• **Task details**
Your answer must be an exact transcription of every record below, with the pictures omitted.

• **Input material**
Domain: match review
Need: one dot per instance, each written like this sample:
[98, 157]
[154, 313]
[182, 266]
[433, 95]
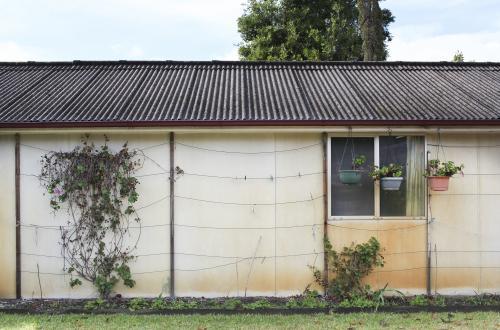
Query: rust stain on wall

• **Exercise answer**
Domain: match review
Need: one dot per instance, each written like this sample:
[98, 157]
[154, 313]
[182, 266]
[433, 95]
Query: rust stain on wall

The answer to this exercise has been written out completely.